====== Supplied data ======
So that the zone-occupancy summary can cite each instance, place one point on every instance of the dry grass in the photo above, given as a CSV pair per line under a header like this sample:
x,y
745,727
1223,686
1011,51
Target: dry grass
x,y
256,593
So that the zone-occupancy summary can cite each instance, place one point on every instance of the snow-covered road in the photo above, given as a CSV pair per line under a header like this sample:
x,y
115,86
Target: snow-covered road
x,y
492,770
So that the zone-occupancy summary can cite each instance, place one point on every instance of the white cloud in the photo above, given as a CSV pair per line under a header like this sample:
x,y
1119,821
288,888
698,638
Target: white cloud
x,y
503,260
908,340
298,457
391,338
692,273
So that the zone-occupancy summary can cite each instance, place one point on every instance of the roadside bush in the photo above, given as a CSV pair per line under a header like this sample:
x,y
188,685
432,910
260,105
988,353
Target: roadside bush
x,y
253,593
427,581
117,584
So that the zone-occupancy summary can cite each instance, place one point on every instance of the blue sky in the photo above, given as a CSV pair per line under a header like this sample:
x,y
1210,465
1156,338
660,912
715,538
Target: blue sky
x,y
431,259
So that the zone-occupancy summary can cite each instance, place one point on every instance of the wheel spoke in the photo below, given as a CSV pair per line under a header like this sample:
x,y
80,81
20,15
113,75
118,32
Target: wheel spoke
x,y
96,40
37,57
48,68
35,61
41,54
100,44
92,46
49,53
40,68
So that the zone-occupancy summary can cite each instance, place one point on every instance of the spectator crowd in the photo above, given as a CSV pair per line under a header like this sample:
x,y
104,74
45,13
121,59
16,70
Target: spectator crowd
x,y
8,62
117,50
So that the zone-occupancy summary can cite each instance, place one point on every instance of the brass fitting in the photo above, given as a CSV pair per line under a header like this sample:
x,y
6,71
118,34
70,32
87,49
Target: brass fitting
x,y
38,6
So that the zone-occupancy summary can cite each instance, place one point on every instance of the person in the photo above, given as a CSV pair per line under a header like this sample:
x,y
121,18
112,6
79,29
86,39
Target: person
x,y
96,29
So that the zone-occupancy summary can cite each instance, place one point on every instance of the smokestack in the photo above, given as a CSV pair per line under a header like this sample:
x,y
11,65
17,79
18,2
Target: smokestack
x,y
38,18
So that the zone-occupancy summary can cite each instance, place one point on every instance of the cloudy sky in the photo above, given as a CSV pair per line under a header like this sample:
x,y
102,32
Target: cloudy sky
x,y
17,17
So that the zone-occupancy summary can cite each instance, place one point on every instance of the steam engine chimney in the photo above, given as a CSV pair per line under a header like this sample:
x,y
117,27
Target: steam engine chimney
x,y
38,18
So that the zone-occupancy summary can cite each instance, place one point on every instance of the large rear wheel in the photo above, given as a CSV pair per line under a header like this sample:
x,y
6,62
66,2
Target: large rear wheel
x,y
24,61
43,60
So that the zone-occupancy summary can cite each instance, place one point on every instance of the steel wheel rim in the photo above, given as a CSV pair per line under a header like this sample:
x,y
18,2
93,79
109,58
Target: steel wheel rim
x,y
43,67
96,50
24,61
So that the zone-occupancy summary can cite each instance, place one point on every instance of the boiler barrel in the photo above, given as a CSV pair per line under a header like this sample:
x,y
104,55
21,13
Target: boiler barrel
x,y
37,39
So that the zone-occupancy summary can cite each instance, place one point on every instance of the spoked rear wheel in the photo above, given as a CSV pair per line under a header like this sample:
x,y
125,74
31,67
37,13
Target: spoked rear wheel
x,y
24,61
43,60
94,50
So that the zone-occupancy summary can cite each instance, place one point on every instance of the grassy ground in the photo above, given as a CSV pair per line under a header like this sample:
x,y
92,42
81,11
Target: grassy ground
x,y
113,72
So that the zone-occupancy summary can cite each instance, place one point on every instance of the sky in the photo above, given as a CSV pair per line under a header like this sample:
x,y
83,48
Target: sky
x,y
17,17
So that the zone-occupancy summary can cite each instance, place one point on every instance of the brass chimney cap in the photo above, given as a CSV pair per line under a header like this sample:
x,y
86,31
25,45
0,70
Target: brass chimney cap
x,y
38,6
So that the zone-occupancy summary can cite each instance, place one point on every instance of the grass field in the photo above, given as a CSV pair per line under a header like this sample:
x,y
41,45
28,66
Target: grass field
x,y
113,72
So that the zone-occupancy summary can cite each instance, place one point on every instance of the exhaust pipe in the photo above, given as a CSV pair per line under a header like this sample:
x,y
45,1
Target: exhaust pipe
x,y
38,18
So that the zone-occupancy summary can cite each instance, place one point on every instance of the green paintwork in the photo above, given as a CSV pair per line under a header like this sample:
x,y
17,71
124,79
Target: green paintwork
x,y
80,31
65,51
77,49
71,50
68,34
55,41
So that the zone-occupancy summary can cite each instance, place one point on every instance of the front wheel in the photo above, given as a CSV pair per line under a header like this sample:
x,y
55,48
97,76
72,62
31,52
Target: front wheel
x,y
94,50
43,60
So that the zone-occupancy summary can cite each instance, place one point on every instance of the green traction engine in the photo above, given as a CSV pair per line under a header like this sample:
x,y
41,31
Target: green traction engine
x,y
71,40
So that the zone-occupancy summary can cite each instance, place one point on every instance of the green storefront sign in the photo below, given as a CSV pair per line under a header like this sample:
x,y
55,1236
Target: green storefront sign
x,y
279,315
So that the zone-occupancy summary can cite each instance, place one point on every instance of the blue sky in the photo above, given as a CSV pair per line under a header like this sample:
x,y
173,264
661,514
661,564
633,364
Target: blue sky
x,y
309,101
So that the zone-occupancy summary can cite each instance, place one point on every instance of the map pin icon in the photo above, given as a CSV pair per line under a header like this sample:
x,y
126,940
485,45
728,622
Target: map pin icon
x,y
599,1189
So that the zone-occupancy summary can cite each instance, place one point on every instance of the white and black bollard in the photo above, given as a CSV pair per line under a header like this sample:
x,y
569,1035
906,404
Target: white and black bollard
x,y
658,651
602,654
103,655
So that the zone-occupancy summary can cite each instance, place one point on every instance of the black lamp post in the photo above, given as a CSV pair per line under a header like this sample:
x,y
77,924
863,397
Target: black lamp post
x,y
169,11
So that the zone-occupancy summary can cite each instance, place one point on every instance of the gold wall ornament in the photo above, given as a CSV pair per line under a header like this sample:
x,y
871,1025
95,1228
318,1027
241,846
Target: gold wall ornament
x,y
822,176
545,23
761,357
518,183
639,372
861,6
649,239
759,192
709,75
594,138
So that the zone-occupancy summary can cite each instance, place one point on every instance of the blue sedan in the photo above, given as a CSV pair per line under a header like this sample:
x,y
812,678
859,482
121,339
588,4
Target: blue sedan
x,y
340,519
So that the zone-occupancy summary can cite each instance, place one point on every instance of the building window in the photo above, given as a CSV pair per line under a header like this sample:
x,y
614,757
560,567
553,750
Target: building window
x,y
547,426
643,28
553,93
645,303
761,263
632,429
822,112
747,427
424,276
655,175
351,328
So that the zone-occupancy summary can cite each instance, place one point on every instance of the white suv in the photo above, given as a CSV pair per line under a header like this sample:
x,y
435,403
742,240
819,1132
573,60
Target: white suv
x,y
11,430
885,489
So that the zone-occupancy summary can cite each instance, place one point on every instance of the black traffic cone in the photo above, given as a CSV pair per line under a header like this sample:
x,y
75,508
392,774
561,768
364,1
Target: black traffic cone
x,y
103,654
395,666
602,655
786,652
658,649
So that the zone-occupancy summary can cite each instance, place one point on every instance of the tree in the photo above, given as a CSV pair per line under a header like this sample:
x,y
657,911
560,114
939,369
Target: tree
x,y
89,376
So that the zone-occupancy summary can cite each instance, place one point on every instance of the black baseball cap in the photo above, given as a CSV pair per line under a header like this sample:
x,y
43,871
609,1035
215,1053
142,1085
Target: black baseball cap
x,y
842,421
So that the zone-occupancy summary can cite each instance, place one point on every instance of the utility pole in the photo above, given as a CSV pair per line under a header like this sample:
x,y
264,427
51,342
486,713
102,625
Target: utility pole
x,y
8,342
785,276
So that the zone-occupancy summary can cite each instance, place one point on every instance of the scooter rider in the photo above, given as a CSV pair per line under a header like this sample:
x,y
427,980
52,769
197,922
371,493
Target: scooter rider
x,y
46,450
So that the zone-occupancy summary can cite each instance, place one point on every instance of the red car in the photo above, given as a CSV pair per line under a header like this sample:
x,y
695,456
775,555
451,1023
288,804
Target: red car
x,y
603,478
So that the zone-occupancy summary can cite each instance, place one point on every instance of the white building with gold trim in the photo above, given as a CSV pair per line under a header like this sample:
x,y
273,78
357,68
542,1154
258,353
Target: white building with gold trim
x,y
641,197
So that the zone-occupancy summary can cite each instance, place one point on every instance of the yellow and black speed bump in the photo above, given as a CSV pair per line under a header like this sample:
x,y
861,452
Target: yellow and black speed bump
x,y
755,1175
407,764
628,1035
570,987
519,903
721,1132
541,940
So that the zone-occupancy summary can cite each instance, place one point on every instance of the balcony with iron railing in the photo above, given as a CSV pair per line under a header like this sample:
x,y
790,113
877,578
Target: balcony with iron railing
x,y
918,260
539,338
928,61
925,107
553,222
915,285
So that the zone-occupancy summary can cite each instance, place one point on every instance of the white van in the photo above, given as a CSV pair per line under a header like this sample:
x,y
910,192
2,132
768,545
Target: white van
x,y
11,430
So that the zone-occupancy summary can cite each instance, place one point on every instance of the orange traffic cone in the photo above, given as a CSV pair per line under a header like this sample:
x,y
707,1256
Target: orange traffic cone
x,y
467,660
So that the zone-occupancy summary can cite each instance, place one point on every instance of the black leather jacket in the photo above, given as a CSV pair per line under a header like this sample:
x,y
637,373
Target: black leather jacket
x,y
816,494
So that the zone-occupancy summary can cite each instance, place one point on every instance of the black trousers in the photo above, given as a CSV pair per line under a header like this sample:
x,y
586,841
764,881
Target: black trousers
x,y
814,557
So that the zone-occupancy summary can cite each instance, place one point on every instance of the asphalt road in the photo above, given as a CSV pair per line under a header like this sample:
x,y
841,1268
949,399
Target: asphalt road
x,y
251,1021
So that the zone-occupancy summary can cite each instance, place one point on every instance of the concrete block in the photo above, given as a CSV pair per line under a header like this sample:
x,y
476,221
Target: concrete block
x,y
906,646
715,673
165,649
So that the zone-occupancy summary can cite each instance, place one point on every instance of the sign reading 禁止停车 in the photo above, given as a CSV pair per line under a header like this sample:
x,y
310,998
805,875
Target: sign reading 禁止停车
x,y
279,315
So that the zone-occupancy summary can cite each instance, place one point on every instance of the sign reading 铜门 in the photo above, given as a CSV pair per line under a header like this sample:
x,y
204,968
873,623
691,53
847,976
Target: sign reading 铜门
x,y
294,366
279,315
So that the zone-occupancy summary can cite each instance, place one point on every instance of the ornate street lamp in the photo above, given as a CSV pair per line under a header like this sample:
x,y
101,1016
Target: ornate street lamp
======
• What is asked
Could you give again exactly the lines from the line containing "reading 铜门 in" through the final line of the data above, and no others?

• The reply
So that the zone-occupancy summary can cite each instance, place one point on every instance of the sign reading 铜门 in the photo above, given as a CSV pair per line under a header like this sample:
x,y
204,968
873,623
691,53
847,976
Target: sign reading 铜门
x,y
294,366
279,315
So that the zone-occupancy summary can cite each instance, place one point on every instance of the ornate street lamp in the photo above, given as a CSV pair per line under a header like this sample:
x,y
101,1016
Target: ornate street lamp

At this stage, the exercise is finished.